▶ Data records:
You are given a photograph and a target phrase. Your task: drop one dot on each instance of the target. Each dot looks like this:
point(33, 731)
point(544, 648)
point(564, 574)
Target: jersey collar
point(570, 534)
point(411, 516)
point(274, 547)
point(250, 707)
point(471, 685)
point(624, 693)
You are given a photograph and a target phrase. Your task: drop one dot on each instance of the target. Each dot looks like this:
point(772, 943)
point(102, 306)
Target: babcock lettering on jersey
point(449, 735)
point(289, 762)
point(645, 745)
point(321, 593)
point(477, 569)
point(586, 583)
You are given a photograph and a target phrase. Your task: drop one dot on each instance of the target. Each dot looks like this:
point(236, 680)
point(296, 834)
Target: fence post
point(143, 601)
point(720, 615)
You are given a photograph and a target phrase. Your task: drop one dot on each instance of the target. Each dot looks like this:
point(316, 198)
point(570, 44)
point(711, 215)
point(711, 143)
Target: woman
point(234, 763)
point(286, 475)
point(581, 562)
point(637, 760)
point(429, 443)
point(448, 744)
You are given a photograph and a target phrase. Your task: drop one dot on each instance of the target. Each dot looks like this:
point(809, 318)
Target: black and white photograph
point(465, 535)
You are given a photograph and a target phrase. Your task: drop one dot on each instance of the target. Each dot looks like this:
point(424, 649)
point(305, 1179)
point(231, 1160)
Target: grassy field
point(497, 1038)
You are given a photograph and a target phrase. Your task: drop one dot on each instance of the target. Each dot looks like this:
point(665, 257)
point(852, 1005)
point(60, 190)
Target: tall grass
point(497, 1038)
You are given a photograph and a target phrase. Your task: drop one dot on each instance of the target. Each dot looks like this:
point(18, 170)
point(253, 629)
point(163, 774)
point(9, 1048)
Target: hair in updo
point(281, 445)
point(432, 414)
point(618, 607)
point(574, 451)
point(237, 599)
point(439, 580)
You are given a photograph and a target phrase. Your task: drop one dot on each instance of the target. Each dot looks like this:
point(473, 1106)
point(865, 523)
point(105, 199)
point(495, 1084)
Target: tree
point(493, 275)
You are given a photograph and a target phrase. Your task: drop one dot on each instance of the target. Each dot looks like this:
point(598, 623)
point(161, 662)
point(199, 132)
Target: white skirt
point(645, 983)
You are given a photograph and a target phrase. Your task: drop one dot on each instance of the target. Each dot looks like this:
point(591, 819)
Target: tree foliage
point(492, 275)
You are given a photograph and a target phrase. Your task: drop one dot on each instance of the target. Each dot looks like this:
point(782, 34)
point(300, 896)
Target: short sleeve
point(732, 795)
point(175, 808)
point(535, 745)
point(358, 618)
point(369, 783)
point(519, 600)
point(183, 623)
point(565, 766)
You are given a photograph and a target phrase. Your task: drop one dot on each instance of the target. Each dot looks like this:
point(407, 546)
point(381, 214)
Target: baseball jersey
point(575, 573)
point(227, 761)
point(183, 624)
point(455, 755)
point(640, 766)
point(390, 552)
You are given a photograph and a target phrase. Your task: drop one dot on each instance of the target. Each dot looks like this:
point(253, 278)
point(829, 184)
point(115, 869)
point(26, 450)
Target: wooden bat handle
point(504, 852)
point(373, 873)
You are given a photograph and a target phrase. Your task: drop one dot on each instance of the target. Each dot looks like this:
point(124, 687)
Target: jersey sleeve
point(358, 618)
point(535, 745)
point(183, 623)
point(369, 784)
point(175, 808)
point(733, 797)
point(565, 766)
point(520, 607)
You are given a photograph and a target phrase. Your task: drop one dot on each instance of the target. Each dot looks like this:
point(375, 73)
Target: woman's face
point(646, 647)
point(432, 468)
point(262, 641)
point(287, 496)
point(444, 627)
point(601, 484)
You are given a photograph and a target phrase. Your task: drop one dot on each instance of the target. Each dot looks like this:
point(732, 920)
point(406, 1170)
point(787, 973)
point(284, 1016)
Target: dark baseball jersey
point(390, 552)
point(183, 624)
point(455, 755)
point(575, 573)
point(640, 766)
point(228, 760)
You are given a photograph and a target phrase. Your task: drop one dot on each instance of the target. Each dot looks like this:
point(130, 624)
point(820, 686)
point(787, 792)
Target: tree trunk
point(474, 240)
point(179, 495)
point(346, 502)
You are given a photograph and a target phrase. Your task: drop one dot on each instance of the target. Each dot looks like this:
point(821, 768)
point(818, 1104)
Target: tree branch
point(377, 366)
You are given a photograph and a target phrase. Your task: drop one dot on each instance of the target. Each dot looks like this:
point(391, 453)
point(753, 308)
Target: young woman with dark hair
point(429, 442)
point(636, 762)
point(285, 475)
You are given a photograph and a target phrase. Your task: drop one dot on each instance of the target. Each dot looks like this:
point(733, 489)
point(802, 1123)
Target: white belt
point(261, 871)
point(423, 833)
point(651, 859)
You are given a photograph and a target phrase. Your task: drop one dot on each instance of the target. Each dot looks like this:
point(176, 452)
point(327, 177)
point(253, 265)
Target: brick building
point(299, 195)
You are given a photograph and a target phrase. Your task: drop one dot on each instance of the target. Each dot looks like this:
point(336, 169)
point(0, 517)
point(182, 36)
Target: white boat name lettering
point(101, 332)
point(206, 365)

==

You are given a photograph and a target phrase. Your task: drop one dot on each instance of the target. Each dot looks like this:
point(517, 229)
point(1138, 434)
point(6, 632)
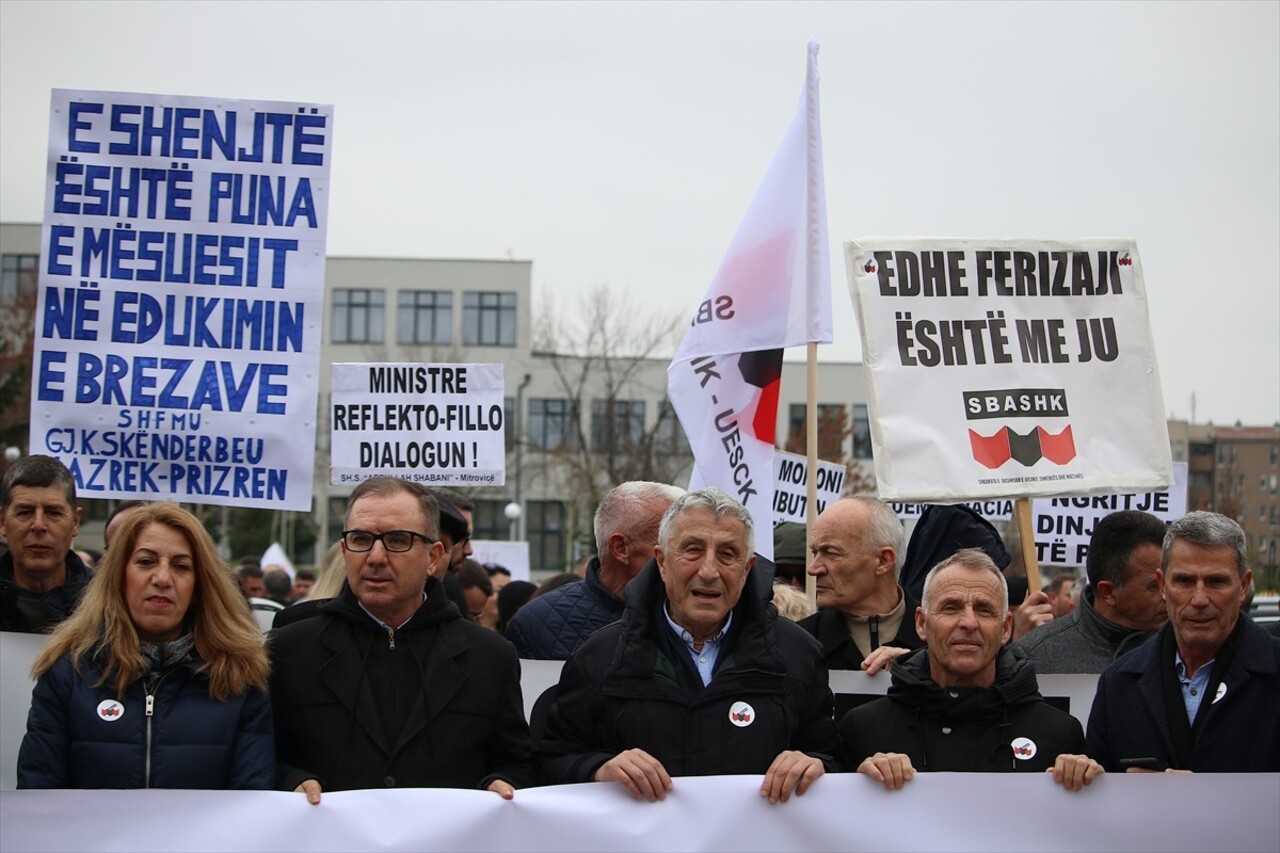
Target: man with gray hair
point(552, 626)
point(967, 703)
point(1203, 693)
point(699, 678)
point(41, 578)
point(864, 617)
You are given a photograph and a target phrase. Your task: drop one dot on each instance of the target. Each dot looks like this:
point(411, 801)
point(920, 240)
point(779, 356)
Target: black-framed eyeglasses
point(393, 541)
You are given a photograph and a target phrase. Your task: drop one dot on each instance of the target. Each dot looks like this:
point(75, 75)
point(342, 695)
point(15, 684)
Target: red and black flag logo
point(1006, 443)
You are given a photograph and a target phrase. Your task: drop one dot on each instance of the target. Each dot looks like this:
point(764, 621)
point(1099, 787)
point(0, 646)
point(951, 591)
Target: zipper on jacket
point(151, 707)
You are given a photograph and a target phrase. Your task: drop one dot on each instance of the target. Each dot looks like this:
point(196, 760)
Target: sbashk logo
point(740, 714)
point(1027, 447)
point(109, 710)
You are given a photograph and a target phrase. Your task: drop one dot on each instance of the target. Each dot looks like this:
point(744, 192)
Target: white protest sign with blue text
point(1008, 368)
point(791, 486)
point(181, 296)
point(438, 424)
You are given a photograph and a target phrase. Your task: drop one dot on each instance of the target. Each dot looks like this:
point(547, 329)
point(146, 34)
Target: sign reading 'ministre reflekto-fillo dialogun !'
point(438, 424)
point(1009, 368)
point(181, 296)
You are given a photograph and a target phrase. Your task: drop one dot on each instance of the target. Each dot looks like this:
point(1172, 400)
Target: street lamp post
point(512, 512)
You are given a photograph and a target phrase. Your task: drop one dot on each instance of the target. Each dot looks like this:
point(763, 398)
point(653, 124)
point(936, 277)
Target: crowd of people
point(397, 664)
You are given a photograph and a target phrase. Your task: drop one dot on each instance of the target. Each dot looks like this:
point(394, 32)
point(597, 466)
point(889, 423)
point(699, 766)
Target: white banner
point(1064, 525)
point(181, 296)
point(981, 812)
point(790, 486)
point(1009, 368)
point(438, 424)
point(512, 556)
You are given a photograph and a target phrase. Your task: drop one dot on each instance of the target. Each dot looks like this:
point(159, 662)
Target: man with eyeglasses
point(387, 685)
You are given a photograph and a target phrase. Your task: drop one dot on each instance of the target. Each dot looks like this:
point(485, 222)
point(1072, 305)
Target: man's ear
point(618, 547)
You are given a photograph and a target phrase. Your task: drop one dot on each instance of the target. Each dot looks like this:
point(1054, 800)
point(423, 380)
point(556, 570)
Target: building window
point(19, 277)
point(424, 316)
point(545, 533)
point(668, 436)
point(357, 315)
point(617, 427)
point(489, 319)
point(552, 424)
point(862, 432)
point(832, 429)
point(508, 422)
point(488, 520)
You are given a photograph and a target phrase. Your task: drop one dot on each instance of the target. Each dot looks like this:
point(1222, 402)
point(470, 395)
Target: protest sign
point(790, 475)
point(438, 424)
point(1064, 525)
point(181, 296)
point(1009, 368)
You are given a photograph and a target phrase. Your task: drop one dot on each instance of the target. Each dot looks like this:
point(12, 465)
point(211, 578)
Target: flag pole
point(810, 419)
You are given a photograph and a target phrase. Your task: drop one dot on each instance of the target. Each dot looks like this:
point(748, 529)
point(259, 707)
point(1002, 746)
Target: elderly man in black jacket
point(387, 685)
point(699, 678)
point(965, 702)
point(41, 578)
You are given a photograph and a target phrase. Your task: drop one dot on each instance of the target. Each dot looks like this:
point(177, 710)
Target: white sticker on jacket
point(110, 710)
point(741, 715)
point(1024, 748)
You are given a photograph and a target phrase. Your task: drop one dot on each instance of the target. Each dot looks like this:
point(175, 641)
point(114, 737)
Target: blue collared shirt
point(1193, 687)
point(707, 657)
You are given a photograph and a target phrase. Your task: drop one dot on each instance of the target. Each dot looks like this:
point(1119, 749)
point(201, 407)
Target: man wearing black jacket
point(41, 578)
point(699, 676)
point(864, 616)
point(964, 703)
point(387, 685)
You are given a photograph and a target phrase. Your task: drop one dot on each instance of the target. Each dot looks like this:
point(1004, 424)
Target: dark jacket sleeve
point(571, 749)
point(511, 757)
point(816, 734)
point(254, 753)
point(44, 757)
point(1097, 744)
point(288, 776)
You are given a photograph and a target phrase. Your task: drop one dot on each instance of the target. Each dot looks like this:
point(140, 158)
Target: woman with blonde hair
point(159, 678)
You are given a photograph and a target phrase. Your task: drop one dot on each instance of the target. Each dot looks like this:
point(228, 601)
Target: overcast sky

==

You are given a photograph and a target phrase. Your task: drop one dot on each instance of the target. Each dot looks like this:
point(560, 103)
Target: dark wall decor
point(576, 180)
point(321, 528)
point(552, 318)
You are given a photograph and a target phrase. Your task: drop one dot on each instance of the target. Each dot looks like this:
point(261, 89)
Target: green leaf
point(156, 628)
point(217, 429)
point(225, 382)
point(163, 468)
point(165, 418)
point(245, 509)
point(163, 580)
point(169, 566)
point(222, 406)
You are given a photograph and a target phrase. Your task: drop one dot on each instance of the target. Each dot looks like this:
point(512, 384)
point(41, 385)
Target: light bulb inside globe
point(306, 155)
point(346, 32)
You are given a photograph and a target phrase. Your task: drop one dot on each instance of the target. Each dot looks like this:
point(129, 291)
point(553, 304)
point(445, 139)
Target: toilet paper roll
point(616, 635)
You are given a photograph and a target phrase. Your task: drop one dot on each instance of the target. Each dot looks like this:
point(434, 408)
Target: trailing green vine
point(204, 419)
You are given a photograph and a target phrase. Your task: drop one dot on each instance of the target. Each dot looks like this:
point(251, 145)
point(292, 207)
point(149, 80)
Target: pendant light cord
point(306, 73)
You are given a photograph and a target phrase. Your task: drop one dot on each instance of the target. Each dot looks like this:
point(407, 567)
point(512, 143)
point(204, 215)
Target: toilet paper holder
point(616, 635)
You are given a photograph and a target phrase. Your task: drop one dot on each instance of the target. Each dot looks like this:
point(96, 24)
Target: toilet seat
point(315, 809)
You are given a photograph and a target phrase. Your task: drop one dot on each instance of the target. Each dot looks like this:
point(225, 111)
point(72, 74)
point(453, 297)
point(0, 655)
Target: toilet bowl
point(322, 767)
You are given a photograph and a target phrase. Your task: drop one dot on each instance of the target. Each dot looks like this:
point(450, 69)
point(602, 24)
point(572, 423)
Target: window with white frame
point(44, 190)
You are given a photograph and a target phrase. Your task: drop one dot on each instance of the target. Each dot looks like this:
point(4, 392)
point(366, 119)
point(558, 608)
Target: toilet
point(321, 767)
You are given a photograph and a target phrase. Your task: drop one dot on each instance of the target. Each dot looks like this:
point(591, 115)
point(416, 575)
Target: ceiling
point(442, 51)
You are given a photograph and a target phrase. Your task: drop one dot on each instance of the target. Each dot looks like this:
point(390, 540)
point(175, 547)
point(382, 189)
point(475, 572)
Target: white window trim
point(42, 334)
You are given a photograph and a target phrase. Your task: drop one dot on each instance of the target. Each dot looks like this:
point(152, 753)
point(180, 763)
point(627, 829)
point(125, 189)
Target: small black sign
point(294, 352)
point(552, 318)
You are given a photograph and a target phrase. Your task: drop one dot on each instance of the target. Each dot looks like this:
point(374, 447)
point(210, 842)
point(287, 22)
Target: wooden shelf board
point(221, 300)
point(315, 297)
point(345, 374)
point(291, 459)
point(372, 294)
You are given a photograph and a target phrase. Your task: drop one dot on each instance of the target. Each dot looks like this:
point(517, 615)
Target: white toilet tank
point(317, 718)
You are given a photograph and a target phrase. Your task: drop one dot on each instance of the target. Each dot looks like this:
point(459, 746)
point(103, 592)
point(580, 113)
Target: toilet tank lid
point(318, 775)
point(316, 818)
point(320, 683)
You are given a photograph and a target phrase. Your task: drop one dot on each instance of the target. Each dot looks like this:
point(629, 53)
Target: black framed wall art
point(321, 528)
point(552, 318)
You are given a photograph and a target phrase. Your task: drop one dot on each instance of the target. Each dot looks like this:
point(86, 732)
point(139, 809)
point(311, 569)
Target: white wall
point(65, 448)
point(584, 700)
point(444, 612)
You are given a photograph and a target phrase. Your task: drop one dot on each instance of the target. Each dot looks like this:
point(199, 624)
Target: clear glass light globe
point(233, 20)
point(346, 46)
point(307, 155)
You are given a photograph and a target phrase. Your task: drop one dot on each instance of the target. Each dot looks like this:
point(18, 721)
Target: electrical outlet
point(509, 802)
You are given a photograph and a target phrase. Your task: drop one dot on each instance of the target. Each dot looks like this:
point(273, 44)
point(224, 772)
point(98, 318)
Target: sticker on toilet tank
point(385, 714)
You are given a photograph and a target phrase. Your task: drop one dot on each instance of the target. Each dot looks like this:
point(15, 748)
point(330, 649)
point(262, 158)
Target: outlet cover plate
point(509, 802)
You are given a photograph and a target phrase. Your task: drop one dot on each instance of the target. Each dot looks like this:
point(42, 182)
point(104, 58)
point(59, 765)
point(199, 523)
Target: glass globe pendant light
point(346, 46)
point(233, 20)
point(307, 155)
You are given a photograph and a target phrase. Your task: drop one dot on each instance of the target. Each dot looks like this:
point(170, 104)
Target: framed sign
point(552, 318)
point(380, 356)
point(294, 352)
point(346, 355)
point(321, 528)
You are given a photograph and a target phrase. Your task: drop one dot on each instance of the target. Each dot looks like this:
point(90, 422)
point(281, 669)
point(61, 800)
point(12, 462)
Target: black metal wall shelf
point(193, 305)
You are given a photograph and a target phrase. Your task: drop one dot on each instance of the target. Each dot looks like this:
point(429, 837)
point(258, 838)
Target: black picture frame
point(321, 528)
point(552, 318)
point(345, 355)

▶ Prompt: After locating the line holding "point(12, 465)" above, output exactly that line and every line after it through the line holding "point(1004, 424)". Include nothing else.

▶ Completed exercise:
point(12, 465)
point(211, 578)
Target: flag pole
point(810, 419)
You are given a photograph and a target phrase. Your task: drop one dot on each instance of the target. Each dot looks like this:
point(748, 529)
point(259, 707)
point(1002, 746)
Target: elderly man in black jacket
point(387, 685)
point(699, 678)
point(965, 702)
point(41, 578)
You are given a photograph and a target phrase. Your task: drop one dot on each instance of the target. Each dot looks like this:
point(177, 710)
Target: white sticker on jacket
point(110, 710)
point(741, 715)
point(1024, 748)
You are given a photograph and a target phrase. Your task: drop one dot on each instance of the target. Each dot looks like this:
point(175, 641)
point(114, 737)
Target: blue collared shirt
point(1193, 687)
point(707, 657)
You are given a photograph and a target phrase. Your task: drop one dot on each instance of the target. Each dot looks like this:
point(1119, 749)
point(201, 407)
Target: man wearing black jacket
point(41, 578)
point(699, 676)
point(864, 616)
point(964, 703)
point(387, 685)
You are given a photograph and a target phrase. Your task: drop one dot on each instance of the target. Each dot looks like this:
point(1004, 424)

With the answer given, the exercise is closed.